'''

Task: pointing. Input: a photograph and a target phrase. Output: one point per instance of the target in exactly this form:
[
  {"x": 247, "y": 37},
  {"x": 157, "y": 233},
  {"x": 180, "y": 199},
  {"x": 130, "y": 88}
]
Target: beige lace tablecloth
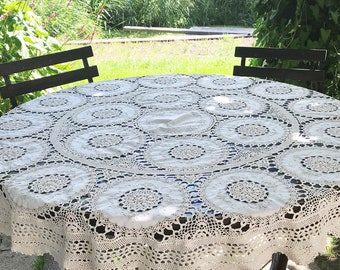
[{"x": 172, "y": 172}]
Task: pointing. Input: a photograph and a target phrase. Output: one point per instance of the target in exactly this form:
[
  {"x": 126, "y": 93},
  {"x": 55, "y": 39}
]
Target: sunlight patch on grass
[{"x": 121, "y": 60}]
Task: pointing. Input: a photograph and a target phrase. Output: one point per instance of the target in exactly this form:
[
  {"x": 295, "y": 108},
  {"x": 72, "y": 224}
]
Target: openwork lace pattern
[{"x": 172, "y": 172}]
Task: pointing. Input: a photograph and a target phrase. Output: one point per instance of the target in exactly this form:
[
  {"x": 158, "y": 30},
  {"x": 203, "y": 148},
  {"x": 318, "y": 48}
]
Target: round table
[{"x": 172, "y": 172}]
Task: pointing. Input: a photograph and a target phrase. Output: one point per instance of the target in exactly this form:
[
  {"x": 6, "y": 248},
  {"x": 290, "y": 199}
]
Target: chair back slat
[
  {"x": 284, "y": 54},
  {"x": 303, "y": 75},
  {"x": 21, "y": 88},
  {"x": 12, "y": 90},
  {"x": 310, "y": 74}
]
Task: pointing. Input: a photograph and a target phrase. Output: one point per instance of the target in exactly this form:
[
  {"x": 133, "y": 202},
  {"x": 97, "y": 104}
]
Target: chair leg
[{"x": 279, "y": 261}]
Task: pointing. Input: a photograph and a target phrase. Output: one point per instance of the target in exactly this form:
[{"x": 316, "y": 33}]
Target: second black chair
[
  {"x": 310, "y": 72},
  {"x": 12, "y": 90}
]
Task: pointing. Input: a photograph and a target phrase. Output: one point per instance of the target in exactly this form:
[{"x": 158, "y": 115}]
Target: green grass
[{"x": 121, "y": 60}]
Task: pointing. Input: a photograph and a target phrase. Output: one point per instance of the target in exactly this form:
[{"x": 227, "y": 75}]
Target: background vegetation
[
  {"x": 303, "y": 24},
  {"x": 179, "y": 13}
]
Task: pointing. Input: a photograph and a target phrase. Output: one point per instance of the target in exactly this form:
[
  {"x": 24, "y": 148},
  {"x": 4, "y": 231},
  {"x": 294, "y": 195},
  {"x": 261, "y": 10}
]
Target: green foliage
[
  {"x": 303, "y": 24},
  {"x": 222, "y": 12},
  {"x": 22, "y": 36},
  {"x": 330, "y": 260},
  {"x": 70, "y": 19},
  {"x": 179, "y": 13}
]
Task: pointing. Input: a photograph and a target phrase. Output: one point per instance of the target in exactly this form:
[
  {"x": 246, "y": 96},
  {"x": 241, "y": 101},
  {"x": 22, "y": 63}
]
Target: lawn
[{"x": 121, "y": 60}]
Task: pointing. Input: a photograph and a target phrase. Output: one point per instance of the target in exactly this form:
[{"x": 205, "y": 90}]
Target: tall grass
[{"x": 120, "y": 60}]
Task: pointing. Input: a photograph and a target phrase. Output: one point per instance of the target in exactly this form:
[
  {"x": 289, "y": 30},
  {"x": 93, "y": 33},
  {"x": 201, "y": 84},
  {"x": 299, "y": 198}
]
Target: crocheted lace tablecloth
[{"x": 172, "y": 172}]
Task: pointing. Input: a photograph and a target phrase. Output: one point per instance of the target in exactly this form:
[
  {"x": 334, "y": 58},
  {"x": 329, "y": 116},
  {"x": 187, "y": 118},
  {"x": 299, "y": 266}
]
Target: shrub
[
  {"x": 303, "y": 24},
  {"x": 22, "y": 36},
  {"x": 69, "y": 19}
]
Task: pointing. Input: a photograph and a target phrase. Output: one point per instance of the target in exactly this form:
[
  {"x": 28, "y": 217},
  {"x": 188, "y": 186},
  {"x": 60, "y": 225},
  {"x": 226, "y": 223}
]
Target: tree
[{"x": 303, "y": 24}]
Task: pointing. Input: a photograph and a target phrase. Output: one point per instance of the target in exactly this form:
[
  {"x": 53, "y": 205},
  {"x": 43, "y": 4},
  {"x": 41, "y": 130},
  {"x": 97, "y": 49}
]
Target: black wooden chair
[
  {"x": 12, "y": 90},
  {"x": 311, "y": 74}
]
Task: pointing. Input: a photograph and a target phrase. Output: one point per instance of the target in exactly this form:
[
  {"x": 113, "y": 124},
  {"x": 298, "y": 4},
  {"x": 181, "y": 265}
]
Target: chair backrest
[
  {"x": 310, "y": 74},
  {"x": 12, "y": 90}
]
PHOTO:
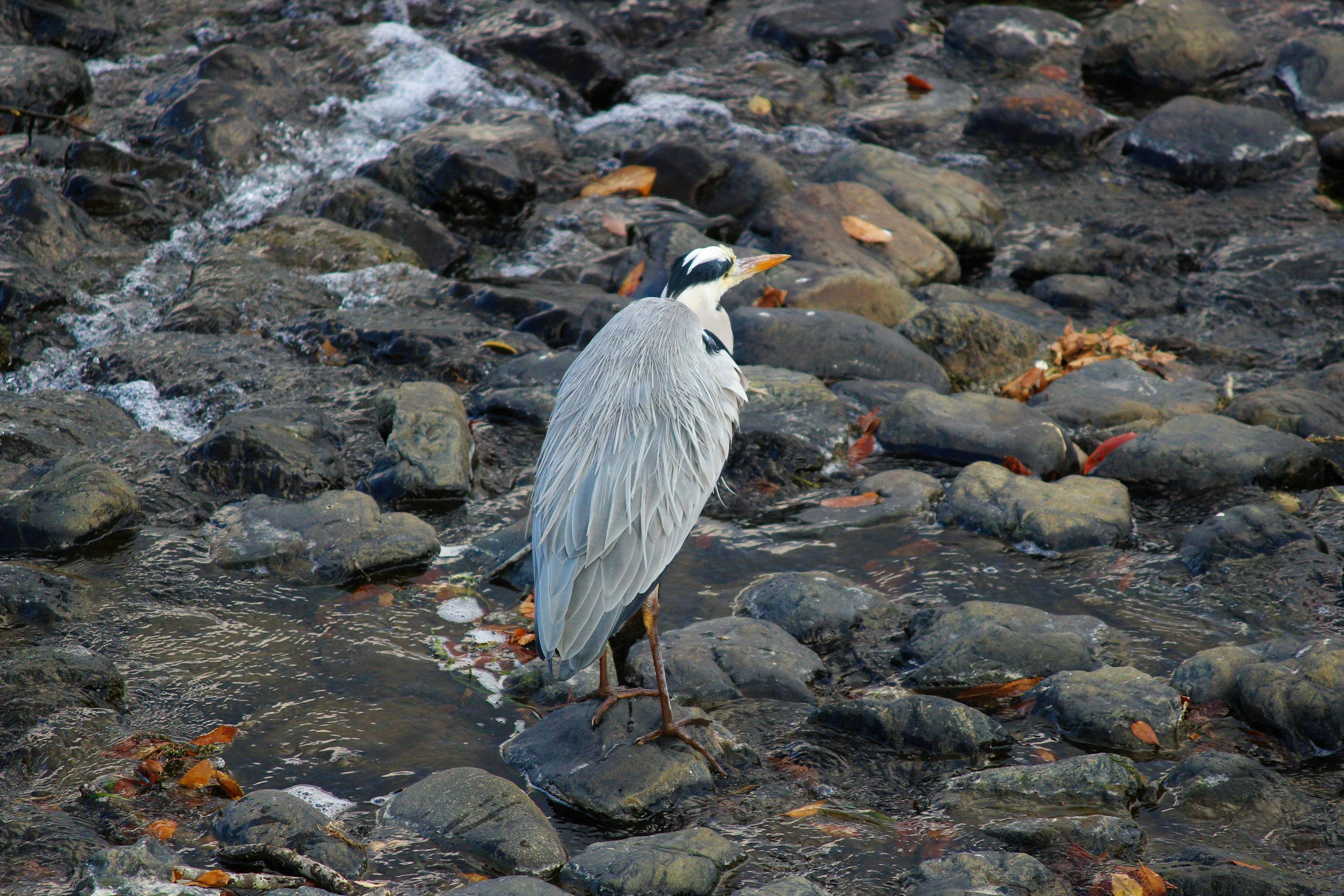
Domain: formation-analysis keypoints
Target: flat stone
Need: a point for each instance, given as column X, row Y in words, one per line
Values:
column 685, row 863
column 831, row 346
column 1097, row 784
column 959, row 210
column 1203, row 452
column 1244, row 531
column 969, row 426
column 1099, row 835
column 1099, row 708
column 484, row 816
column 986, row 643
column 1111, row 398
column 330, row 539
column 1072, row 514
column 603, row 773
column 280, row 819
column 967, row 874
column 714, row 662
column 917, row 726
column 1205, row 144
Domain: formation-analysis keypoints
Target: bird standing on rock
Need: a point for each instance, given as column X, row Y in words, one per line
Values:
column 642, row 429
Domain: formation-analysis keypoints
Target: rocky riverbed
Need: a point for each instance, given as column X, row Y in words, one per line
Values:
column 1025, row 573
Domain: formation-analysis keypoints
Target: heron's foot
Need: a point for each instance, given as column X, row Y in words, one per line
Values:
column 675, row 730
column 611, row 696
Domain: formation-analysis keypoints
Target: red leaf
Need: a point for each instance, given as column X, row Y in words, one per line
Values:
column 1104, row 449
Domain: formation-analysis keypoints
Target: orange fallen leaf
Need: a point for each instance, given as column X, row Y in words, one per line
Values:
column 198, row 776
column 632, row 281
column 163, row 830
column 632, row 179
column 1144, row 733
column 865, row 232
column 867, row 499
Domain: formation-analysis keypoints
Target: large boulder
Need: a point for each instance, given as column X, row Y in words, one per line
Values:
column 971, row 426
column 1203, row 452
column 484, row 816
column 1076, row 512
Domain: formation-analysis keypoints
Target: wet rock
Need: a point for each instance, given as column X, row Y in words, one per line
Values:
column 1073, row 514
column 964, row 874
column 687, row 863
column 848, row 27
column 38, row 596
column 1099, row 835
column 1056, row 128
column 1099, row 708
column 1203, row 452
column 487, row 817
column 603, row 773
column 974, row 344
column 831, row 344
column 1010, row 37
column 959, row 210
column 1312, row 69
column 70, row 504
column 921, row 726
column 1214, row 786
column 331, row 539
column 807, row 226
column 42, row 80
column 1205, row 144
column 1099, row 784
column 361, row 203
column 986, row 643
column 1244, row 531
column 714, row 662
column 969, row 428
column 41, row 224
column 1112, row 398
column 320, row 246
column 280, row 819
column 1168, row 49
column 429, row 447
column 280, row 450
column 233, row 289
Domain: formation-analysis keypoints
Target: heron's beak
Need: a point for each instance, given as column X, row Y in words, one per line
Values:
column 745, row 268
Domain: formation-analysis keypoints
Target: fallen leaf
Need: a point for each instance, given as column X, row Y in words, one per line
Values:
column 163, row 830
column 632, row 281
column 1144, row 733
column 867, row 499
column 865, row 232
column 198, row 776
column 1104, row 449
column 632, row 179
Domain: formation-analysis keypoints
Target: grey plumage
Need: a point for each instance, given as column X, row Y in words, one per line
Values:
column 642, row 428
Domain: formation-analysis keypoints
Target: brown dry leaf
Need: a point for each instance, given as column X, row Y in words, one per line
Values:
column 163, row 830
column 632, row 179
column 1144, row 733
column 867, row 499
column 632, row 281
column 865, row 232
column 198, row 776
column 803, row 812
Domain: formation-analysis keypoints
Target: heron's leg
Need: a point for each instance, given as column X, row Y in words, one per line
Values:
column 671, row 727
column 609, row 695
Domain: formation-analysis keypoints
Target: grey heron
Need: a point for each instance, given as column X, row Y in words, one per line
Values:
column 642, row 429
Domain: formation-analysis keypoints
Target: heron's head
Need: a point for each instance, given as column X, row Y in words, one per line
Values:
column 702, row 277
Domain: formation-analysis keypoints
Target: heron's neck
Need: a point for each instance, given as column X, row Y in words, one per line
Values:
column 704, row 300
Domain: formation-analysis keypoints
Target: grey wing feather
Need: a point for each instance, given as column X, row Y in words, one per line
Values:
column 639, row 436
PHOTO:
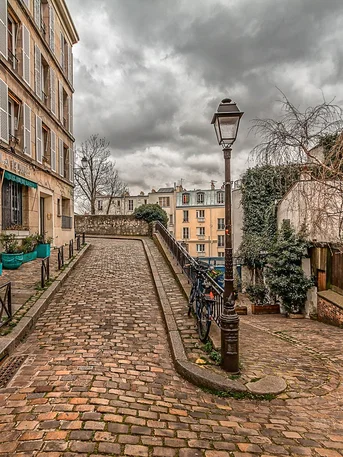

'''

* Task goal *
Go through the data and copy every line that includes "grey".

* Result for this task *
Target: grey plumage
Target: grey heron
Target: grey wing feather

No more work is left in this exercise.